== EXERCISE TASKS ==
A. List every MAPT mutation named in the text below on tau and FTDP-17T.
B. In the text below on tau and FTDP-17T, which antibody was used to detect tau misfolding in the cerebral organoids?

== SOURCE TEXT ==

Microtubule-associated protein tau (MAPT) is a neuronal protein which promotes microtubule assembly and stabilisation. The MAPT gene is alternatively spliced to give six tau isoforms: three with 3 microtubule-binding repeats (3R, excluding exon 10) and three with 4 microtubule-binding repeats (4R, including exon 10). MAPT mutations cause the progressive, degenerative disorder fronto-temporal dementia with Parkinsonism linked to chromosome 17 (FTDP-17T), in which tau becomes abnormally phosphorylated and aggregates. FTDP-17T related MAPT mutations can either alter exon 10 splicing and the 3R:4R tau isoform ratio (such as N279K), or affect tau’s biochemical properties (such as P301L and V337M). In this project, I differentiated induced pluripotent stem cells (iPSCs) derived from control subjects and people with the N279K or V337M MAPT mutations to monolayer neurons. There was an increase in the proportion of neurons containing tau phosphorylated at the AT8 epitope in N279K cultures after 50 days, and more 4R tau was detected earlier in the N279K cultures than in controls, confirming the action of the N279K mutation. All monolayer neural cultures matured at similar rates in terms of synapse formation, neuronal marker expression and astrocyte production, and I did not detect other FTDP-17T-relevant phenotypes in MAPT-mutant cultures, perhaps due to the time points (50 and 80-100 days) at which I examined them. To investigate the effects of the N279K mutation independent of iPSC line genetic background, I attempted to create isogenic iPSC lines using CRISPR. This was not successful, but I obtained isogenic control and P301L iPSCs from Axol Bioscience, from which, along with the patient-derived P301L MAPT-mutant iPSCs, I made cerebral organoids (COs). Similar amounts of neuronal, astrocyte, and synaptic proteins were detected in the control and MAPT-mutant COs, as were cortical layer markers indicating a forebrain-like fate.

Phosphorylation at the AT8 epitope was detected in the control and MAPT-mutant COs, as was tau misfolding, detected using the MC-1 antibody.

In conclusion, some alterations similar to those observed in FTDP-17T brains can be observed in monolayer iPSC-derived neurons and perhaps in iPSC-derived COs. However, some phenotypes may be masked by experimental variability which needs to be addressed in the future.

== Point localization data ==
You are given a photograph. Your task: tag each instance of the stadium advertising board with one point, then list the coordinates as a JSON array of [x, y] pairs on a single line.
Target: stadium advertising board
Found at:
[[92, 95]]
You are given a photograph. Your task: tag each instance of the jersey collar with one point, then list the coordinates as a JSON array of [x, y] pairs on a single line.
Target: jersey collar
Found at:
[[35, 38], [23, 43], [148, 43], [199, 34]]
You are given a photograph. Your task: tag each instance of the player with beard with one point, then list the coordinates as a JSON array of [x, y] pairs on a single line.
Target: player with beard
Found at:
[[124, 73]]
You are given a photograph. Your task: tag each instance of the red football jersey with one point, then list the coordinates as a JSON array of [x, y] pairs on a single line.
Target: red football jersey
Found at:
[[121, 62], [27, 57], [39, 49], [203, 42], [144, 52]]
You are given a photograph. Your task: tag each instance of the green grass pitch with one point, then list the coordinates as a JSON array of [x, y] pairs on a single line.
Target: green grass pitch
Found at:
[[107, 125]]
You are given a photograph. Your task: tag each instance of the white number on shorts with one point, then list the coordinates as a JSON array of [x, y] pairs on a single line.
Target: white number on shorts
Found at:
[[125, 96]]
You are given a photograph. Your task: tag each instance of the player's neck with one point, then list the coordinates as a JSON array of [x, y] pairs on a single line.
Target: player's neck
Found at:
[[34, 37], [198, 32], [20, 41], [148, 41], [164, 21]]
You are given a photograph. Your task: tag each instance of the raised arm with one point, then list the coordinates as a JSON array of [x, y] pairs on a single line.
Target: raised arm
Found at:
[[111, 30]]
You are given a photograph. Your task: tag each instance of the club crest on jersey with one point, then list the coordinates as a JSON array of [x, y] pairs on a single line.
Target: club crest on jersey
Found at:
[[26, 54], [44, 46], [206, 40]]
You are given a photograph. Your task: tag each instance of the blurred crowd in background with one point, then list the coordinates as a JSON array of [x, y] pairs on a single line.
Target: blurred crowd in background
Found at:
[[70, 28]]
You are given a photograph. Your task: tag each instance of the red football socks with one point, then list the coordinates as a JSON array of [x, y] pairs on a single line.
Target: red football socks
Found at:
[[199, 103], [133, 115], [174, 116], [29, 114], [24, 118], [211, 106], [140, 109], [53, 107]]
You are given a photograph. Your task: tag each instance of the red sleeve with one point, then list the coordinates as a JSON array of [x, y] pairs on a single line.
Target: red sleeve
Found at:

== REPLIES ==
A. N279K, P301L, V337M

B. The MC-1 antibody.